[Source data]
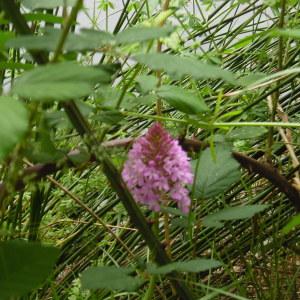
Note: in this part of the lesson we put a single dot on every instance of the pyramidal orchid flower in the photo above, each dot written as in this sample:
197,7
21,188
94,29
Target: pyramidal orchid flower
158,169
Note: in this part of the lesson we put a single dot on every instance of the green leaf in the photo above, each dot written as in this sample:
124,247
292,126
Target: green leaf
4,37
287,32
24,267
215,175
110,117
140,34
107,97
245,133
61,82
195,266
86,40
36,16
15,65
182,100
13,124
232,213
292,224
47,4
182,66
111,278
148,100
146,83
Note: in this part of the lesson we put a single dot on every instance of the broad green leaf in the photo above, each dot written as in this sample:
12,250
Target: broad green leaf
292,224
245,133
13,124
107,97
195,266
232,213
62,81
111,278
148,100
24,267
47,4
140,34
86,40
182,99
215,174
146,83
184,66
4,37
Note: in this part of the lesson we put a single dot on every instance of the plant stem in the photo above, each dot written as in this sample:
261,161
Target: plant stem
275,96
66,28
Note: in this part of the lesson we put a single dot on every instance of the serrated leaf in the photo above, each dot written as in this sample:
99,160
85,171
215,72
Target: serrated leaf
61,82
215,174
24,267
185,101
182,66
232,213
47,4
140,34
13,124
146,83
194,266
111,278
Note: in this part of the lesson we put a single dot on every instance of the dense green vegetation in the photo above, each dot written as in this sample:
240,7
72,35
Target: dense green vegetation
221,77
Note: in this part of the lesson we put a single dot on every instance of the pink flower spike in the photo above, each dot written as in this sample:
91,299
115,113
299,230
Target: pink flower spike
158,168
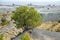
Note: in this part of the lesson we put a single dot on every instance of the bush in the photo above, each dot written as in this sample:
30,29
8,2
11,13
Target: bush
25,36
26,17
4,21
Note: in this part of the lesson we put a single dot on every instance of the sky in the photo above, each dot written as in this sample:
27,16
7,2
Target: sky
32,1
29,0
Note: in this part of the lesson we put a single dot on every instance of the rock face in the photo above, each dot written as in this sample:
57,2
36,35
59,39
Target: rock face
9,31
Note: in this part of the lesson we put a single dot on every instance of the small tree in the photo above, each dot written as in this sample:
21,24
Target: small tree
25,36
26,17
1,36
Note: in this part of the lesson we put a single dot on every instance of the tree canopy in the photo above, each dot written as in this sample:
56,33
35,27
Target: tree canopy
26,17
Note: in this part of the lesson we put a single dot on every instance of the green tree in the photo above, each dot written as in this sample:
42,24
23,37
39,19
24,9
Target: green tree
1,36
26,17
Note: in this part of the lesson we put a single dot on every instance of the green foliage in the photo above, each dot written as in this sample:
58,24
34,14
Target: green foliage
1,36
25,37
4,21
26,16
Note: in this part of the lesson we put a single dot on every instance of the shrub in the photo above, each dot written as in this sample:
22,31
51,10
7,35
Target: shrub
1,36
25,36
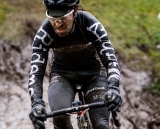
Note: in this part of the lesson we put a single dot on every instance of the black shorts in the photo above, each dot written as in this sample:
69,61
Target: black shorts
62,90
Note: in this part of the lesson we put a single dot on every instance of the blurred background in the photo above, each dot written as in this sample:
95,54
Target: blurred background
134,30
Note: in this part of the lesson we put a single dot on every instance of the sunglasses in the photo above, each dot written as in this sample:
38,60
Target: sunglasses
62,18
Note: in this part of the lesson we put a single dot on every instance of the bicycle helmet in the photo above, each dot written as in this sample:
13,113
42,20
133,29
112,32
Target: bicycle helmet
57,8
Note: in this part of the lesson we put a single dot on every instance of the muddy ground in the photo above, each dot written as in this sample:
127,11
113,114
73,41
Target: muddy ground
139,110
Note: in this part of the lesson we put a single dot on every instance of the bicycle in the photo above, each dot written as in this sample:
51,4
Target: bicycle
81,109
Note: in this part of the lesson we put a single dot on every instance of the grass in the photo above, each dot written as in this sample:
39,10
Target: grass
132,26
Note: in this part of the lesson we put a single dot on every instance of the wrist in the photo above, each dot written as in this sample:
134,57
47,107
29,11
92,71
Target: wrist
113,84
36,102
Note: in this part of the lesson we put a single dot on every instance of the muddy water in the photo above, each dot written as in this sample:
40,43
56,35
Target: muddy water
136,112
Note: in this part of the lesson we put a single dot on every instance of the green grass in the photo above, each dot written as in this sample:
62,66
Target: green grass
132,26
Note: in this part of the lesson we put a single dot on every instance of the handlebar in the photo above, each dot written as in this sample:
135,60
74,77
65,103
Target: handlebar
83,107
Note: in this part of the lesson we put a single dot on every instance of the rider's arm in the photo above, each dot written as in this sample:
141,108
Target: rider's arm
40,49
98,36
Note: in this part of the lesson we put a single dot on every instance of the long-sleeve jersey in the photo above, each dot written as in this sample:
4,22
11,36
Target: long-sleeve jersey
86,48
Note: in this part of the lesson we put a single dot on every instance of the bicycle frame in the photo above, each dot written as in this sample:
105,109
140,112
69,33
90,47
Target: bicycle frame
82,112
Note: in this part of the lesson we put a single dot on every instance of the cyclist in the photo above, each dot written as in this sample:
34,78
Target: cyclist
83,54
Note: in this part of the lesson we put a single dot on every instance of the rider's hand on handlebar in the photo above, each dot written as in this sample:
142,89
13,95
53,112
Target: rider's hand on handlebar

▶ **TASK TO CARRY OUT**
Please reproduce the entries from above exactly; images are not part of the copy.

▶ **ANSWER TO THE PROBLEM**
Note: in this part of the lesson we put a single dot on every instance of the pyramidal orchid flower in the photo above, each dot written as in this sample:
197,7
21,188
94,29
Target: pyramidal orchid flower
158,169
Note: in this part of the lesson we put a single dot on every instance of the green leaf in the photo above, each dot written as in this sample:
124,247
292,126
Target: green leaf
4,37
287,32
24,267
215,175
110,117
140,34
107,97
245,133
61,82
195,266
86,40
36,16
15,65
182,100
13,124
232,213
292,224
47,4
182,66
111,278
148,100
146,83
Note: in this part of the lesson we put a single dot on every instance of the broad green leaf in the photo above, each dot written as in this sample:
12,250
Target: broad green leaf
292,224
245,133
13,124
107,97
195,266
232,213
62,81
111,278
148,100
24,267
47,4
140,34
86,40
182,99
215,174
146,83
184,66
4,37
Note: in this part of the lesson we put a single dot on every instance of the plant stem in the photo above, each dot written as in this sample:
261,161
Target: plant stem
275,96
66,28
Note: in this part of the lesson we put a single dot on every instance of the serrated leaf in the photo above, each dot written as in this sample:
99,160
85,171
215,72
Target: serrated leaf
61,82
215,174
24,267
185,101
182,66
232,213
47,4
140,34
13,124
146,83
194,266
111,278
Note: in this part of the lesson we put a single dot on every instance of the dense green vegetation in the photo above, each dot written as in this sample:
240,7
72,35
Target: dense green vegetation
221,77
Note: in this part of the lesson we put a single dot on every instance of the pink flower spike in the photo above, each dot written as in this sample:
91,299
115,113
299,230
Target: pink flower spike
158,168
Note: in this part of the lesson we put a single dot on every instance of the bush in the photo above, each dot written as in this sample:
30,29
8,2
11,13
Target: bush
25,36
26,17
4,21
Note: in this part of the lesson we put a single dot on every instance of the sky in the photo above, each dot written as in this sample:
27,16
7,2
Target: sky
32,1
29,0
Note: in this part of the lesson we put a single dot on every instance of the rock face in the photo above, each dot written as in this sample:
57,2
36,35
59,39
Target: rock face
9,31
Note: in this part of the lesson we put a single dot on every instance of the small tree in the photo above, each dot written as in this sample:
21,24
Target: small tree
25,36
26,17
1,36
Note: in this part of the lesson we put a single dot on every instance of the tree canopy in the photo above, each dot written as in this sample:
56,33
35,27
Target: tree canopy
26,17
Note: in this part of the lesson we put a single dot on every instance of the green tree in the photo above, each dot written as in this sample:
42,24
23,37
39,19
24,9
Target: green tree
1,36
26,17
Note: in this part of the lesson we put a single dot on every instance of the green foliage in the photo above, each dot written as in this sample:
58,24
34,14
Target: green foliage
1,36
25,37
4,21
26,16
Note: in this part of the lesson we put a single dot on every instance of the shrub in the photo above, each dot written as in this sample:
22,31
51,10
7,35
Target: shrub
1,36
25,36
Note: in this part of the lesson we put a single dot on every instance of the black shorts in the photo above, each dot written as in this sample:
69,61
Target: black shorts
62,90
Note: in this part of the lesson we put a single dot on every instance of the blurred background in the photo above, each dot written as in this sample:
95,54
Target: blurred background
134,30
Note: in this part of the lesson we put a single dot on every instance of the sunglasses in the photo above, each dot written as in this sample:
38,60
Target: sunglasses
62,18
Note: in this part of the lesson we put a single dot on every instance of the bicycle helmet in the photo above, each dot written as in this sample:
13,113
42,20
133,29
112,32
Target: bicycle helmet
57,8
Note: in this part of the lesson we put a single dot on every instance of the muddy ground in the photo above, each dot written as in this sample:
127,11
113,114
73,41
Target: muddy ground
139,110
Note: in this part of the lesson we put a single dot on every instance of the bicycle in the photo above, each dot written as in this sample:
51,4
Target: bicycle
81,109
Note: in this part of the lesson we put a single dot on every instance of the grass in the photo above, each dot written as in this sample:
39,10
Target: grass
132,26
Note: in this part of the lesson we put a single dot on every instance of the wrist in the photo above, each dot written as in this sample:
134,57
47,107
29,11
92,71
Target: wrist
113,84
36,102
Note: in this part of the lesson we put a single dot on every instance of the muddy water in the photo above, each dot written as in this sample:
40,43
56,35
Target: muddy water
136,112
Note: in this part of the lesson we put a single dot on every instance of the green grass in the photo above, each dot written as in this sample:
62,66
Target: green grass
132,26
Note: in this part of the lesson we put a single dot on every instance of the handlebar in the photo above, each dot written as in this sample:
135,60
74,77
65,103
Target: handlebar
83,107
Note: in this part of the lesson we put a single dot on every instance of the rider's arm in the photo above, each dot written as in this sample:
141,108
Target: rider's arm
40,49
98,36
Note: in this part of the lesson we put a single dot on every instance of the long-sleeve jersey in the photo above, each dot written as in this sample:
4,22
11,36
Target: long-sleeve jersey
86,48
Note: in this part of the lesson we put a single dot on every instance of the bicycle frame in the photo above, each dot written as in this sample:
105,109
140,112
69,33
90,47
Target: bicycle frame
82,112
Note: in this part of the lesson we put a single dot on every instance of the cyclist in the photo above, each dot written as in this sample:
34,78
Target: cyclist
83,54
Note: in this part of the lesson we put a single dot on every instance of the rider's hand on handlebar in the photo above, each dot written as in this sample:
142,89
13,95
53,112
Target: rider's hand on handlebar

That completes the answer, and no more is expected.